* _Exercise prompt_:
Your task is to write out the complete listing exactly as it is shown.
■ ■ ■
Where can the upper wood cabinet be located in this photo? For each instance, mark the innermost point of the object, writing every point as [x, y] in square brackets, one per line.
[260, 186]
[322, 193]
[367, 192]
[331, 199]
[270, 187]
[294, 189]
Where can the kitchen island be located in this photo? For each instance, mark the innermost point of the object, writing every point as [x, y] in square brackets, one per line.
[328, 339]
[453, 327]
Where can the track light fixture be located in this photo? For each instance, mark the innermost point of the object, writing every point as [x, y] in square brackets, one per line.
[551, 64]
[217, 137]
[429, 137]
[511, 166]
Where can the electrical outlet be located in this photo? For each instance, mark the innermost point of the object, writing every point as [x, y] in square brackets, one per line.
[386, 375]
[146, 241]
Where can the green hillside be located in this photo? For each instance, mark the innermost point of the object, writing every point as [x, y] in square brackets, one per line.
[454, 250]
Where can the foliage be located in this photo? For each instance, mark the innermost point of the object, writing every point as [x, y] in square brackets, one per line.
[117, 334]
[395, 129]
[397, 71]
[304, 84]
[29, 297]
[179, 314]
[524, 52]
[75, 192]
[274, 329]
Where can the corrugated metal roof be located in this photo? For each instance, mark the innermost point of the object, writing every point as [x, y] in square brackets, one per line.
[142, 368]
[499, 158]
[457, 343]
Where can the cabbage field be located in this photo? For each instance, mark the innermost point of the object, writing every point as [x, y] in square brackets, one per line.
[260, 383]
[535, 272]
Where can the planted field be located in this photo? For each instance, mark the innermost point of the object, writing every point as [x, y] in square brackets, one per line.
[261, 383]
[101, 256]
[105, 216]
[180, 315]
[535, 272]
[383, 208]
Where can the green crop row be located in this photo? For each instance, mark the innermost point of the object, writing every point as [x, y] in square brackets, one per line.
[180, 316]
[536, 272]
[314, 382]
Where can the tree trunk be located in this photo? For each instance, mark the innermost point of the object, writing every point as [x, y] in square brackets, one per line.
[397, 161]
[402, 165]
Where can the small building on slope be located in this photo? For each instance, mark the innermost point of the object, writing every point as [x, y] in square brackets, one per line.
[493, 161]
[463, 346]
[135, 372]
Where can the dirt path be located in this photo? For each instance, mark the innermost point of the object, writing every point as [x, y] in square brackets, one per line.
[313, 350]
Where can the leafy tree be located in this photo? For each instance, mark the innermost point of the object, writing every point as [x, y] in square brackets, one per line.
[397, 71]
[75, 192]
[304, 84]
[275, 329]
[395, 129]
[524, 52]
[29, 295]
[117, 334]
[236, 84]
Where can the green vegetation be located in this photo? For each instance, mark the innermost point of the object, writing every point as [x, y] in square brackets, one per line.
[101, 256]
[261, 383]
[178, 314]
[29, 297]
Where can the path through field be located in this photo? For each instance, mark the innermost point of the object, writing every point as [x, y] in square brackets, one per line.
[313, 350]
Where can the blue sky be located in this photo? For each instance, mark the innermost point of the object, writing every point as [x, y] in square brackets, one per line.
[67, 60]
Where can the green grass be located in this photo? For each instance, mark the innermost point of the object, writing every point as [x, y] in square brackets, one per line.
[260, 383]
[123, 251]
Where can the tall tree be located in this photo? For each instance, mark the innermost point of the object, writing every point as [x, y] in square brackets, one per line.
■ ■ ■
* _Exercise result_:
Where can the upper wood cabinet be located in this photo? For each instance, mark the innermost point of the object, writing every point as [x, y] in square brackets, one per line.
[260, 186]
[322, 193]
[367, 192]
[331, 199]
[270, 187]
[294, 189]
Where can the kitchen island be located in this photo? For each instance, mark the innermost point of the object, writing every point as [x, y] in square brackets, one per line.
[328, 339]
[453, 327]
Where can the track light fixture be located in this photo? For each instance, mark the innermost point of the object, writing every point as [x, y] in square brackets, one per line.
[551, 64]
[217, 137]
[429, 137]
[511, 166]
Where can the electrical outlet be located in this photo? For each instance, mark the innermost point of the object, writing every point as [x, y] in square brackets, one per line.
[386, 375]
[146, 241]
Where can the green hillside be located in this photo? For each instance, mark the innermost point of the object, writing every point as [x, y] in square brackets, one per line.
[454, 250]
Where can the foliage be located in this photo? For each instance, mark the innermost point of the object, writing every point as [x, y] in square brackets, one per line.
[117, 334]
[395, 129]
[397, 71]
[304, 84]
[29, 297]
[179, 314]
[524, 52]
[75, 192]
[274, 329]
Where can the corrugated metal roof be located in this photo? For each instance, mark the innermost point of the object, writing every point as [x, y] in square brackets, one per line.
[142, 368]
[499, 158]
[457, 343]
Where can the cabbage field be located in this photo? For each instance, mark the innermost point of the object, writing every point as [x, y] in square brackets, one per line.
[260, 383]
[535, 272]
Where can the planted field be located in this photo? For each instance, mark the innermost point of the object, writing every point as [x, y] in square brackets, one per line.
[261, 383]
[101, 256]
[105, 216]
[180, 315]
[535, 272]
[383, 208]
Where can the green crop row be located in this photo? For each instance, mark the innermost point of the object, writing every point as [x, y] in square brackets, one per line.
[180, 316]
[536, 272]
[314, 382]
Where can the tree trunk be located in this photo? For each instance, mark the innermost point of the object, writing every point as [x, y] in square brackets, one per line.
[397, 161]
[402, 165]
Where can the small building on slope be located in this photo? For each instance, mark the innermost point of the object, writing every point as [x, y] in square brackets, one per line.
[493, 161]
[463, 346]
[135, 372]
Where can the dirt path be located in this photo? For each instance, mark the innermost point of the object, writing every point as [x, y] in square brackets, one per line.
[313, 350]
Where can the leafy tree be located in this photo? For each instance, mark the innermost point of the object, writing every point as [x, y] in square brackets, one per line.
[397, 71]
[75, 192]
[304, 84]
[275, 329]
[395, 129]
[524, 52]
[29, 295]
[117, 334]
[236, 84]
Where can the green vegetation be located in this photo? For each instance, mark the innermost point of the object, writing every point as [x, y] in square brackets, one per line.
[101, 256]
[261, 383]
[178, 314]
[29, 297]
Where can the path through field be located in this photo? For each instance, mark the innermost point of the object, writing every point as [x, y] in square brackets, one per line.
[313, 350]
Where can the blue sky be located in this photo? For each instance, mark the innermost point of the object, writing every point as [x, y] in square brackets, one per line.
[67, 60]
Where can the green grass be located in this photo? For each instance, mark the innermost point of the object, writing every point as [x, y] in square brackets, one per line.
[260, 383]
[123, 251]
Where can the tall tree be located in this photo? For each instance, mark the innermost point of the object, writing every point as [x, y] in square brackets, one per line.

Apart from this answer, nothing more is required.